» Task list:
A. Answer these from the forum thread about Ben Franklin:
(i) Which magazine ran the article that Chopstick shared?
(ii) According to AWP, to what year do the Air and Space magazine's online archives go back?
(iii) In the quoted passage, which clergyman did Franklin make his suggestion to?
B. List every distinct username that appears as a post header in the Ben Franklin forum thread.
C. Reproduce the portion of the Ben Franklin forum thread starting at "I found this" and ending at "service; attendance jumped.".

» Source text:
# When Ben Franklin Met The Battlefield.



## Chopstick (Nov 26, 2010)

I found this article about Ben Franklin in the Smithsonian Mag. Found it interesting..thought Id share.

http://www.smithsonianmag.com/histo...-Franklin-Met-the-Battlefield.html?c=y&page=1



> Throughout the Gnadenhütten campaign, as was his wont, Franklin had a keen eye for improvement. When attendance slacked at daily prayer, Franklin suggested to the Rev. Charles Beatty that unless the clergyman found it offensive, he would order the daily ration of rum be made available only at the conclusion of divine service; attendance jumped.


----------



## AWP (Nov 27, 2010)

Great find. People don't realize how "deep" the Smithsonian's web presence can be. The Air and Space mag alone has online archives going back ot 2000 and covers a range of topics related to aviation.

You can lose yourself on their website for days on end.


----------



## Chopstick (Nov 27, 2010)

Freefalling said:


> You can lose yourself on their website for days on end.


If you dont see me thats what happens.  ;)


----------



## ÉIREGOBRÁCH1922 (Nov 30, 2010)

A great read.


----------



## SpitfireV (Nov 30, 2010)

Chopstick said:


> If you dont see me thats what happens.  ;)



Not passed out drunk after having been inspired by the colour of a smilie?


----------



## SpitfireV (Nov 30, 2010)

On topic, I find Ben Franklin a fascinating guy. I don't know how he manged to fit all that nation buildin', slave humping and science into his daily schedule.


----------



## Diamondback 2/2 (Nov 30, 2010)

Wow I had no idea that Benjamin Franklin was a militia commander, and sounds like he was a pretty good one to boot. This is a great article and answers a lot of questions I had once had about him, excellent find.


----------



## Marauder06 (Nov 30, 2010)

All I had heard about Franklin prior to this was that he was a pretty smart dude and that the ladies in Paris loved him.


----------



## JBS (Dec 8, 2010)




----------



## Chopstick (Dec 9, 2010)

LMFAO JBS!


----------

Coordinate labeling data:
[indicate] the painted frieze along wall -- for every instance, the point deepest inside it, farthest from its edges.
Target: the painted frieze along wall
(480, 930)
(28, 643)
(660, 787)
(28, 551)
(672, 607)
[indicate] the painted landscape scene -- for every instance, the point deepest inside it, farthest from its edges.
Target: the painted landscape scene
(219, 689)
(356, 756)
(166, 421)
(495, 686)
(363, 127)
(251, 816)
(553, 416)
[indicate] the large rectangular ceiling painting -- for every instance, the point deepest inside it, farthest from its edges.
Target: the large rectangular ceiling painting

* * *

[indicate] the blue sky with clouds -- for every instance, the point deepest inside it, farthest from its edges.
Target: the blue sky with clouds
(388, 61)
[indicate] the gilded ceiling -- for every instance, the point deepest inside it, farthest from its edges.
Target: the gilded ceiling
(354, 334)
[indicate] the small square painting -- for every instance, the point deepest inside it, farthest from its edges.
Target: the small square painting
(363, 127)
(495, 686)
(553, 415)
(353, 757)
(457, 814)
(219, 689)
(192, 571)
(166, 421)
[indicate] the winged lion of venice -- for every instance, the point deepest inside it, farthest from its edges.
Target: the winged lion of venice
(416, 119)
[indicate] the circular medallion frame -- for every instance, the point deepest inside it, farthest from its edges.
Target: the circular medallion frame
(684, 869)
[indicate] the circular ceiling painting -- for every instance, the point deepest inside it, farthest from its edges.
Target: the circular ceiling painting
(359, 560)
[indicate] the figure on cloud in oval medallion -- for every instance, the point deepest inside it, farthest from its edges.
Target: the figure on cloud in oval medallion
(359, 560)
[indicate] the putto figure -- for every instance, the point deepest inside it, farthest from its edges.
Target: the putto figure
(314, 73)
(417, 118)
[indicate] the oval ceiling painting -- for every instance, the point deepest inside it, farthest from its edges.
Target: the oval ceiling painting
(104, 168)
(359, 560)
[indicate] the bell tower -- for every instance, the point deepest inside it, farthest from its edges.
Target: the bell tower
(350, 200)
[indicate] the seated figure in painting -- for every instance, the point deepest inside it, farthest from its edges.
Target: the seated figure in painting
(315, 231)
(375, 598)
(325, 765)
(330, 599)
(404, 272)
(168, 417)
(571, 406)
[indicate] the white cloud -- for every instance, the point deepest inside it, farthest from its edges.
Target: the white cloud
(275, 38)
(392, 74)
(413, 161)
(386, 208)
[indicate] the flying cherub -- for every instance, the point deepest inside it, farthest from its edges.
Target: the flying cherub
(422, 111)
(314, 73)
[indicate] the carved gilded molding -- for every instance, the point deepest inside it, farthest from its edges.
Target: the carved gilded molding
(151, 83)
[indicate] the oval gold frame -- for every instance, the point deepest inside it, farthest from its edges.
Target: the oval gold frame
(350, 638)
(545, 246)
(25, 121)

» Completed exercise:
A.
(i) The Smithsonian Mag
(ii) 2000
(iii) The Rev. Charles Beatty

B.
Chopstick
AWP
ÉIREGOBRÁCH1922
SpitfireV
Diamondback 2/2
Marauder06
JBS

C.
I found this article about Ben Franklin in the Smithsonian Mag. Found it interesting..thought Id share.

http://www.smithsonianmag.com/histo...-Franklin-Met-the-Battlefield.html?c=y&page=1



> Throughout the Gnadenhütten campaign, as was his wont, Franklin had a keen eye for improvement. When attendance slacked at daily prayer, Franklin suggested to the Rev. Charles Beatty that unless the clergyman found it offensive, he would order the daily ration of rum be made available only at the conclusion of divine service; attendance jumped.